▶ Excerpt to read
┏━━

Bureaucrats argue that they have streamlined the system by using pre-printed mail-in renewal forms that are sent to clients and by no longer requiring a social security card and income or residency proof for renewing coverage in certain programs.

All this, said Robert Kenny, a spokesman for the state Health Department, "while also protecting the integrity of the Medicaid system and hard-earned taxpayer dollars."
Paying a price for uninsured

To advocates for reform, the question is what the system is protecting taxpayers from -and at what price. The cost of the uninsured is huge, as is the cost of the bureaucracy that reviews who is and isn't eligible for entry.

Having health insurance reduces overall mortality by up to 25 percent and makes people more productive and, consequently, better off financially, according to a review of scientific research published last spring in the journal Medical Care Research and Review. "The uninsured receive fewer diagnostic and preventive services, tend to be more severely ill when diagnosed and receive less therapeutic care," the study concluded.

"There is no question there is substantial value from improved health," said the author, Jack Hadley, a researcher at the Urban Institute, a public policy think tank, in terms of longer life, more education and more work. The potential worth of insuring all Americans was estimated at $65 to $130 billion annually in a June report by the Institute of Medicine.

Additionally, hospitals pay dearly when an uninsured person reports to the emergency room. The state paid $847 million to hospitals statewide in 2002 to cover some of the cost of indigent care; this included $9.8 million to six Dutchess and Ulster facilities. Nationally, $35 billion was spent on uncompensated care in 2001.

"It is going to get much worse," predicted Robert Savage, president of St. Francis Hospital in the Town of Poughkeepsie.

Beyond this, is the cost of the bureaucracy that assures eligibility: "It's costly, surprisingly costly," said Gerry Fairbrother, a senior scientist at the New York Academy of Medicine, who is in the final stages of studying those costs in New York.

In Dutchess, 16 caseworkers process Medicaid applications, each handling an average 425 cases and calculating which of nine different eligibility categories to put clients into. That doesn't count the $200,000 contract awarded to a local agency to help feed people into that system under the state's $20 million "facilitated enrollment" program.

┗━━

▶ Excerpted records
┏━━

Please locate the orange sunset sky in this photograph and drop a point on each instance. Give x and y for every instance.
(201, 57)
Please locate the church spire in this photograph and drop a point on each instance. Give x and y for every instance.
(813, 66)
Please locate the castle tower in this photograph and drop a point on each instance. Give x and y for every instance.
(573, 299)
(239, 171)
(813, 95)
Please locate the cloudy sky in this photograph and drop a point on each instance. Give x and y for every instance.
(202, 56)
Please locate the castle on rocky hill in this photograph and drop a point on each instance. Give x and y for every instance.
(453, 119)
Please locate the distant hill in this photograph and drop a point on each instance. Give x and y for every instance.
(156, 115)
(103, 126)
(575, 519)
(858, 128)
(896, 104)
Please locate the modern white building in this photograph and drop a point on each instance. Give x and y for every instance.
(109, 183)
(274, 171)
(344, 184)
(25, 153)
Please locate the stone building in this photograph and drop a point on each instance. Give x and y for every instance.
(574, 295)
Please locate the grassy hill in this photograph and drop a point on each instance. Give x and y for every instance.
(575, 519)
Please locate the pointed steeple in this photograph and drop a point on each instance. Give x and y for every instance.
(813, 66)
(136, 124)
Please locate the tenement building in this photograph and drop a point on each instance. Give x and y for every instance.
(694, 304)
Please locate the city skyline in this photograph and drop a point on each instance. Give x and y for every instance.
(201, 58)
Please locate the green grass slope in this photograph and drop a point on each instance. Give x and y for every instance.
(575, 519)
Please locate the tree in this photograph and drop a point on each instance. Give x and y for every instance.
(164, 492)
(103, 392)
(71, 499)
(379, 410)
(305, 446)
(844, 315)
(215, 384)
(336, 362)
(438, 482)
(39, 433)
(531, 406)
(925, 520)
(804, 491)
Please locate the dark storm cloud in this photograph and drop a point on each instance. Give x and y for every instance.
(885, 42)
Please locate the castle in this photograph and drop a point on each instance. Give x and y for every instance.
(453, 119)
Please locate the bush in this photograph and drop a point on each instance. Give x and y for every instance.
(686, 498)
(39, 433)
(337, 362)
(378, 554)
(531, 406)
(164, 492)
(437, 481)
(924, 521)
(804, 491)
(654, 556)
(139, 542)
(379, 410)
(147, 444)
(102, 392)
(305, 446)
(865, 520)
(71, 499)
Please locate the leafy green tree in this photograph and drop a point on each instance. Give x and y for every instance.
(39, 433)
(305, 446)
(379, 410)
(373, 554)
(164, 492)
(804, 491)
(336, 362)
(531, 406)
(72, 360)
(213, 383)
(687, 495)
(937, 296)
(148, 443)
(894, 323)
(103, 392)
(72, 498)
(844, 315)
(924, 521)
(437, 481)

┗━━

▶ Activity list
1) Please say whether each statement agrees with the excerpt on the cost of the uninsured. Answer yes or no and quote the words from the excerpt that decide it.
(a) Each Medicaid caseworker in Dutchess handles an average of 425 cases.
(b) The state paid $847 million to hospitals statewide in 2001.
(c) Jack Hadley is a researcher at the New York Academy of Medicine.
2) Extend the article on Medicaid and the cost of the uninsured with a few paragraphs that pick up right after its final sentence.

▶ Expected outputs
1)
(a) Yes: "each handling an average 425 cases"
(b) No: "The state paid $847 million to hospitals statewide in 2002"
(c) No: "a researcher at the Urban Institute"

2)
Nor does it include the money spent by managed-care insurers that coordinate care; they spend $70 in staff costs alone to recertify every Child Health Plus enrollee, according to a new Commonwealth Fund report.

"I'm an employment mill," said Georganne Chapin, president of the nonprofit HealthSource/Hudson Health Plan, who voiced frustration over the hours spent by caseworkers to keep people covered. "We have a bunch of politically sound-bite worthy programs that are very, very difficult for people to get into."
Fraud discounted Reform advocates acknowledge Medicaid fraud potential at the provider level-for example, in well-known nursing home scandals. But there is little evidence of it among consumers, nor is there research on the role of red tape.

"We've become so fraud fearful that we've put in all these barriers to coverage that keep people from getting the coverage they need," said Patricia Boozang, senior health analyst for Manatt, Phelps, Phillips, a health policy research organization. She and others said states that have relaxed requirements haven't seen increases in fraud.

State officials see things differently and are studying the post-9/11 program to see if they made it, perhaps, a bit too easy to get coverage.
"We're looking at how much fraud, waste and abuse was inherent in that program," said Hinckley, the Pataki spokesman. He said he would not speculate on its extent.

The uninsured, meantime, try to cope.
William Wheeler, a 37-year-old Poughkeepsie resident, had a heart attack last year but can't afford his prescribed heart or blood pressure medicine. He hopes to get Medicaid.

"We try to fight the system," said Wheeler, who is unemployed, "but nobody listens."